■ **Given text**:
○ ○ ○ ○ ○ ○ ○
Scientific classification
- Domain: Eukaryota
- Kingdom: Animalia
- Phylum: Chordata
- Class: Aves
- Order: Galliformes
- Family: Cracidae
- Genus: Ortalis
- Species: O. erythroptera
- Binomial name: Ortalis erythroptera Sclater, PL & Salvin, 1870

= Rufous-headed chachalaca =

- Genus: Ortalis
- Species: erythroptera
- Authority: Sclater, PL & Salvin, 1870
- Conservation status: VU

Species of bird

The rufous-headed chachalaca (Ortalis erythroptera) is a species of bird in the family Cracidae, the chachalacas, guans, and curassows. It is found in Colombia, Ecuador, and Peru.

==Taxonomy and systematics==

The rufous-headed chachalaca is monotypic.

==Description==

The rufous-headed chachalaca is 56 to 66 cm long and weighs 620 to 645 g. It has a rufous head and neck and gray-brown back. The central tail feathers are dark gray and the outer ones gray near the body and chestnut on their outer halves. The lower breast and belly are creamy white. The primary flight feathers are bright chestnut. Its brown eye is surrounded by bare bluish gray skin. The legs are pale blue.
○ ○ ○ ○ ○ ○ ○
■ **How to complete this task**:
From the rufous-headed chachalaca text above, list every country the species is found in.

■ **Dataset records**:
○ ○ ○ ○ ○ ○ ○
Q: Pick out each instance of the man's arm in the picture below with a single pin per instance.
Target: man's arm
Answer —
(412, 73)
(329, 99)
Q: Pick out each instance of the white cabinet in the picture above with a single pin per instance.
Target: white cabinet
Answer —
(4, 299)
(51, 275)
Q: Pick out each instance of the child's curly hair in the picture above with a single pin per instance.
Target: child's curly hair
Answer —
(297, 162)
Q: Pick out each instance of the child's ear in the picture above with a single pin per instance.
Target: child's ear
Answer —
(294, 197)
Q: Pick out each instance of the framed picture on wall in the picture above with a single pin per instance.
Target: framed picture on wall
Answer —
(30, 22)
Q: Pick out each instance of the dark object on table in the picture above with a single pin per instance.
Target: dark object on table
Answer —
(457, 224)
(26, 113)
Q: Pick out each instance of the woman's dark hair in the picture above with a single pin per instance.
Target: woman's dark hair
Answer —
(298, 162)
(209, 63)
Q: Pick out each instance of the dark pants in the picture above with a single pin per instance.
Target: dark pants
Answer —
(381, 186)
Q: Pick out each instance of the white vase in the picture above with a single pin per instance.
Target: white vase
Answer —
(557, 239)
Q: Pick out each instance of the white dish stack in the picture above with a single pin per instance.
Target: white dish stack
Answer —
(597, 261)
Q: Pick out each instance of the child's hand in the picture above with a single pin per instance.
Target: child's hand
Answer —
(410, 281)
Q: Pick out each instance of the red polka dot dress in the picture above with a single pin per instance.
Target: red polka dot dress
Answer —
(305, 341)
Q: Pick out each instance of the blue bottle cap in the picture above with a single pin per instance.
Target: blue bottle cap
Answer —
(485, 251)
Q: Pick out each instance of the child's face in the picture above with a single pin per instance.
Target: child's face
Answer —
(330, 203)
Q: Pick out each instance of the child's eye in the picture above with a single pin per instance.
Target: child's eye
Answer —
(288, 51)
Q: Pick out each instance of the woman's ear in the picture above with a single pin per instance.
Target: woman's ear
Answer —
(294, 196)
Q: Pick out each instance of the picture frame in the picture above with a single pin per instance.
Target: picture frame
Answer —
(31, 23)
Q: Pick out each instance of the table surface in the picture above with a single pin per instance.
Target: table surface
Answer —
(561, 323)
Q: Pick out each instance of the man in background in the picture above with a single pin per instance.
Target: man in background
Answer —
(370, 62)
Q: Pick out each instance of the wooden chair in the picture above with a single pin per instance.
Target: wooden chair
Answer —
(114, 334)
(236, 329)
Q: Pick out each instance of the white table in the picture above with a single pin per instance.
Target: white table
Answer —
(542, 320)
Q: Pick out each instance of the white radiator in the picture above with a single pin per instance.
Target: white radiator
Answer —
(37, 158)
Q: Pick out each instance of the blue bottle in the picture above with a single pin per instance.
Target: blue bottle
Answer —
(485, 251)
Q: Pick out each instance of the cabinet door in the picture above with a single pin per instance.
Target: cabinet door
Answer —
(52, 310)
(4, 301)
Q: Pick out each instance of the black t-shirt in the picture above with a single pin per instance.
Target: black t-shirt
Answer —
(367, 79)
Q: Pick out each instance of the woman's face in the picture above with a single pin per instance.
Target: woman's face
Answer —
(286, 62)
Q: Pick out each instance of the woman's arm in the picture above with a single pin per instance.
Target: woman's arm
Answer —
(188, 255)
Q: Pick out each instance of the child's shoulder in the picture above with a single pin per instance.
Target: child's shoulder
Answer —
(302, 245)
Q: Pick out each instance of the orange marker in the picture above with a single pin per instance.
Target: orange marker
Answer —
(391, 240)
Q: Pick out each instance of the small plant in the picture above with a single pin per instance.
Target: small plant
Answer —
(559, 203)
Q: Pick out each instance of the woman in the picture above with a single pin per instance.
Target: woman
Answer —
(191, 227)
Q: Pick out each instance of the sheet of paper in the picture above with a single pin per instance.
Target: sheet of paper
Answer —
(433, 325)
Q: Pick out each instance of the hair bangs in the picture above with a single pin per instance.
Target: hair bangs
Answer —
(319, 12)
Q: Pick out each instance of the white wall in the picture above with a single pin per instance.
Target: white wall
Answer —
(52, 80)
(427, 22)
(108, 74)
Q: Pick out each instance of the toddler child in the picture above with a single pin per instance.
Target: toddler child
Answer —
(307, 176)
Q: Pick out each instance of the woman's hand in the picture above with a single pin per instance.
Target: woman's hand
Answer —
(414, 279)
○ ○ ○ ○ ○ ○ ○
■ **Solution to the exercise**:
Colombia, Ecuador, Peru